Il y a peu, une impression m'a frappé plus que d'habitude, dans le métro parisien, celle que provoque la vision d'une foule unifiée d'individus séparés tous dotés d'oreillettes et les yeux rivés sur leur smartphone. Je sais, c'est banal, mais il y a des banalités qui crèvent les yeux dans certaines circonstances où l'esprit est à l'affût d'indices, notamment d'effondrement. Là, la réflexion qui m'est venue ne portait pas sur ce que ces citoyens du néant pouvaient bien regarder sur leurs fétiches portatifs, ce dont je me fous, mais sur une constatation d'évidence, d'atterrante banalité : leur position exprimait, majusculement et massivement, une soumission à l'ordre spectaculaire d'un monde où personne ne se regarde plus, où l'idée même de regarder son voisin, sa voisine ou la fenêtre, à défaut, a disparu. Chacun dans sa niche, laisse au cou, oreilles closes, regard absent, abandonné à soi-même et heureux de l'être. La résignation, c'est cela même, le repli sur un « je » minuscule quand il s'est volontairement extrait du « nous ». Nous y sommes. Et les temps historiques que nous traversons ne comptent pas pour rien, par la démoralisation qu'ils génèrent, dans l'accablement qu'on constate, y compris dans les milieux plus portés que la normale au volontarisme politique. C'est comme si un mauvais air saturait l'atmosphère et que tout concourrait, par manque d'espérances partagées, à nous ramener à la condition de monades en voie d'insensibilisation au sort de notre commune humanité.

**CONSIGNE**
Réécrivez de façon plus concise le paragraphe de l'extrait qui commence par « Il y a peu », en conservant ses idées principales.

**LIGNES RÉPERTORIÉES**
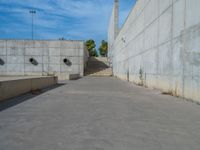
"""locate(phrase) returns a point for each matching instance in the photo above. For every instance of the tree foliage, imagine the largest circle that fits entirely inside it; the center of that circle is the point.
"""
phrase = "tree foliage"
(103, 49)
(91, 47)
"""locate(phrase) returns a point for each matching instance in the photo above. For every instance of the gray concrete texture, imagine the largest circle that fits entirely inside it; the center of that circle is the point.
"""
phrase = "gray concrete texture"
(49, 55)
(14, 86)
(100, 114)
(159, 46)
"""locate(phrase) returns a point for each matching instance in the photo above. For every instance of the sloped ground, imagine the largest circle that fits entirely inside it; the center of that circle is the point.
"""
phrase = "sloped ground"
(98, 67)
(100, 114)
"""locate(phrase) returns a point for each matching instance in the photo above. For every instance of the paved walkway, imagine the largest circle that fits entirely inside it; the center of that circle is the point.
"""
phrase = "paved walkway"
(100, 114)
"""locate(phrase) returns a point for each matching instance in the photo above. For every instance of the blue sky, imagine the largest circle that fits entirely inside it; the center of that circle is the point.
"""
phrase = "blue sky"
(71, 19)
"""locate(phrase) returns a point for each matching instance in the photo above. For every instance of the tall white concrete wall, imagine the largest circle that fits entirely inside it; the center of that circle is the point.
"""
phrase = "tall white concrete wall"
(16, 56)
(113, 26)
(159, 46)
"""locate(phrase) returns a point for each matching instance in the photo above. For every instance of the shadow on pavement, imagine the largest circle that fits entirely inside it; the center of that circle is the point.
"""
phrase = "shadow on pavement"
(24, 97)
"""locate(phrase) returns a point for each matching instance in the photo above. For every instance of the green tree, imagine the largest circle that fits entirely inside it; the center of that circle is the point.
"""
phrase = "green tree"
(103, 49)
(90, 45)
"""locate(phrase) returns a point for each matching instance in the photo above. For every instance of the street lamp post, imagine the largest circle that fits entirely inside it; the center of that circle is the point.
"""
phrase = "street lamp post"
(32, 12)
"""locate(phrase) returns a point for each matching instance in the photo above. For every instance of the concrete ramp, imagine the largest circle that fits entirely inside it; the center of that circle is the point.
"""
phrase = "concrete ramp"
(16, 85)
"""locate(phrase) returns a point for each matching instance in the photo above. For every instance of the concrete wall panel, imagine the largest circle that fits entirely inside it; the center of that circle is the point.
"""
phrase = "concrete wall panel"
(160, 41)
(48, 54)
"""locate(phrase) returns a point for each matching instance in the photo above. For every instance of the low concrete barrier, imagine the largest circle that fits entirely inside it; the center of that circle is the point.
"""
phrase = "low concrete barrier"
(15, 86)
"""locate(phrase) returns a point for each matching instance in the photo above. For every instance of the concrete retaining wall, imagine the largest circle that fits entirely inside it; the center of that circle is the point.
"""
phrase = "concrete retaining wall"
(159, 47)
(15, 56)
(10, 88)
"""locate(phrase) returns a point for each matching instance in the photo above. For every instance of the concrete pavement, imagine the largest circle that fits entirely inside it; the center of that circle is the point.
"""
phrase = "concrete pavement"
(100, 114)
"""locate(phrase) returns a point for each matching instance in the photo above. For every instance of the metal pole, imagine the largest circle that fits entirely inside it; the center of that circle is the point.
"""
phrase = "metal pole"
(32, 12)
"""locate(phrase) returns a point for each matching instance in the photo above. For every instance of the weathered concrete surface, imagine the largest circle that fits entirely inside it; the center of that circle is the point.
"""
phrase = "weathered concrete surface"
(158, 46)
(101, 114)
(49, 56)
(11, 86)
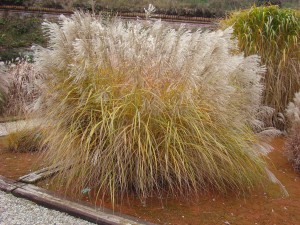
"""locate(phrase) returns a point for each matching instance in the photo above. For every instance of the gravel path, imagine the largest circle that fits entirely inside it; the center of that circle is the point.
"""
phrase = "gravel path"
(18, 211)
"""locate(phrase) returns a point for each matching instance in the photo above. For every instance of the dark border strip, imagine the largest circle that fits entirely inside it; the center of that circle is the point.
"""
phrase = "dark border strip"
(128, 15)
(78, 209)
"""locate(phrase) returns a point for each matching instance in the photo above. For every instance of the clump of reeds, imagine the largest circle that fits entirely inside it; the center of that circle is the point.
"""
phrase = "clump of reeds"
(273, 33)
(139, 107)
(3, 86)
(23, 140)
(293, 139)
(23, 88)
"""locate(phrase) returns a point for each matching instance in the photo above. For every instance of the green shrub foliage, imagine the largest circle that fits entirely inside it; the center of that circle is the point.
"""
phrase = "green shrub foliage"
(272, 33)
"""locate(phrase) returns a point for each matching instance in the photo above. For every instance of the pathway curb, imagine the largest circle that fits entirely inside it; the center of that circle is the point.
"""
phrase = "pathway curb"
(57, 202)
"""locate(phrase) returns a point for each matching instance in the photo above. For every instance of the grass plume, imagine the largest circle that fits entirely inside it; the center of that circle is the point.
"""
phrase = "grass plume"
(272, 33)
(139, 107)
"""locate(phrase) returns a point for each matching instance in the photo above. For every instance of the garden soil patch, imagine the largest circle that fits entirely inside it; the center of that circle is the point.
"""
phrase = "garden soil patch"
(15, 165)
(262, 206)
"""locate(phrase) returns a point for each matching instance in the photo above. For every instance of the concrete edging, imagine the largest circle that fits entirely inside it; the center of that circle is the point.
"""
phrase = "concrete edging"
(78, 209)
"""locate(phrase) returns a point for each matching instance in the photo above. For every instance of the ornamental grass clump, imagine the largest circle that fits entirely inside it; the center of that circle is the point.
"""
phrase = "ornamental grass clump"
(139, 107)
(23, 89)
(272, 33)
(293, 139)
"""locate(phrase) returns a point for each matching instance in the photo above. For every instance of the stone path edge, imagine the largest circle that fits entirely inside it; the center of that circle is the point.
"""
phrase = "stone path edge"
(54, 201)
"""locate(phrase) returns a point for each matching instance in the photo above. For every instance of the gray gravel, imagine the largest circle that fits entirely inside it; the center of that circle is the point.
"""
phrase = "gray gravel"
(18, 211)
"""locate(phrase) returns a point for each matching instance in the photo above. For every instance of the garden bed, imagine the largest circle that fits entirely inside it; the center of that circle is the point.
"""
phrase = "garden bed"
(261, 207)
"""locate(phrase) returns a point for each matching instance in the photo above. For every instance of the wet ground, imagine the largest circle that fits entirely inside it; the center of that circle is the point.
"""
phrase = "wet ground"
(262, 206)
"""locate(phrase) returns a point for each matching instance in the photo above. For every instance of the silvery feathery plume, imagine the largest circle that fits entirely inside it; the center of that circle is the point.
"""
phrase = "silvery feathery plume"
(151, 9)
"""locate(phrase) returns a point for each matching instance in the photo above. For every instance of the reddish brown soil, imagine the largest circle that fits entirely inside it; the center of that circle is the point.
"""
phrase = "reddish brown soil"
(15, 165)
(263, 207)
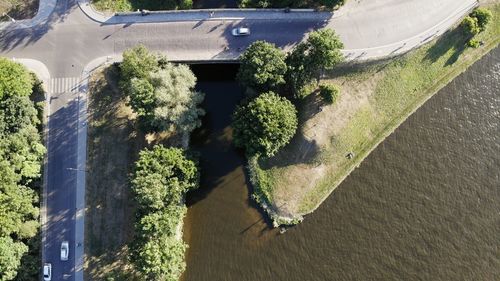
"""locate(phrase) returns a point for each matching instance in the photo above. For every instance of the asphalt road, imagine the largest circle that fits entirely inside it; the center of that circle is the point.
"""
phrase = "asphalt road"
(69, 40)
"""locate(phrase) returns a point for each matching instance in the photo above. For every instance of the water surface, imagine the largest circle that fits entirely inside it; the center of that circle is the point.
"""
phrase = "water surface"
(425, 205)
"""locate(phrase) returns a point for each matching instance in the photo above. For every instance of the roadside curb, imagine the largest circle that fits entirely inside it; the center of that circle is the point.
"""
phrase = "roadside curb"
(45, 8)
(42, 72)
(81, 165)
(199, 15)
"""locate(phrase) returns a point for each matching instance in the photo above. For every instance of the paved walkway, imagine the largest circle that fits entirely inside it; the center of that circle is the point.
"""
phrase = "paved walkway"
(66, 43)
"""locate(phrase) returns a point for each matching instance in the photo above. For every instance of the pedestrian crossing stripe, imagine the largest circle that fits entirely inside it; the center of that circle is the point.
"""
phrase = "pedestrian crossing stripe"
(64, 85)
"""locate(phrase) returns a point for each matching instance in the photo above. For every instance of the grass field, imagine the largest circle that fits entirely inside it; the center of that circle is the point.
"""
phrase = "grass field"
(18, 9)
(374, 100)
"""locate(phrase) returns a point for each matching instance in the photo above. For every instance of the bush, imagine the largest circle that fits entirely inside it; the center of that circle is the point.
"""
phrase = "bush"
(162, 177)
(262, 67)
(483, 17)
(470, 26)
(264, 125)
(473, 43)
(329, 93)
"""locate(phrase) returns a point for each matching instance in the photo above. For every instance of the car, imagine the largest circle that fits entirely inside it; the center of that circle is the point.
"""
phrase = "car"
(241, 31)
(47, 272)
(64, 250)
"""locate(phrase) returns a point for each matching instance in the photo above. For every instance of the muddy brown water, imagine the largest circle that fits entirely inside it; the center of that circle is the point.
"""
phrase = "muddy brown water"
(425, 205)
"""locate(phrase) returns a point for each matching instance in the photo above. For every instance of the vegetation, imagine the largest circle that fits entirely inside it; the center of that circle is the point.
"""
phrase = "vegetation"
(375, 99)
(309, 59)
(134, 5)
(475, 23)
(161, 179)
(264, 125)
(329, 93)
(21, 153)
(262, 67)
(160, 92)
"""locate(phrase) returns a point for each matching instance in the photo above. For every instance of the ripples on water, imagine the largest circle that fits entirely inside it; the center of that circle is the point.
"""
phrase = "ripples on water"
(425, 205)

**RÉPONSE RÉDIGÉE**
Récemment, dans le métro parisien, la vue d'une foule d'individus séparés, munis d'oreillettes et les yeux rivés sur leur smartphone, m'a frappé plus que d'habitude. Ce qui m'a interpellé n'était pas ce qu'ils regardaient. C'était leur posture : une soumission massive à l'ordre spectaculaire d'un monde où personne ne regarde plus son voisin, ni même la fenêtre. Chacun reste enfermé en lui-même, et la résignation consiste justement à quitter le « nous » pour se replier sur un « je » minuscule. Les temps historiques actuels aggravent cet accablement par la démoralisation qu'ils produisent, y compris dans les milieux portés au volontarisme politique. Faute d'espérances partagées, tout semble nous réduire à des monades de moins en moins sensibles au sort de notre commune humanité.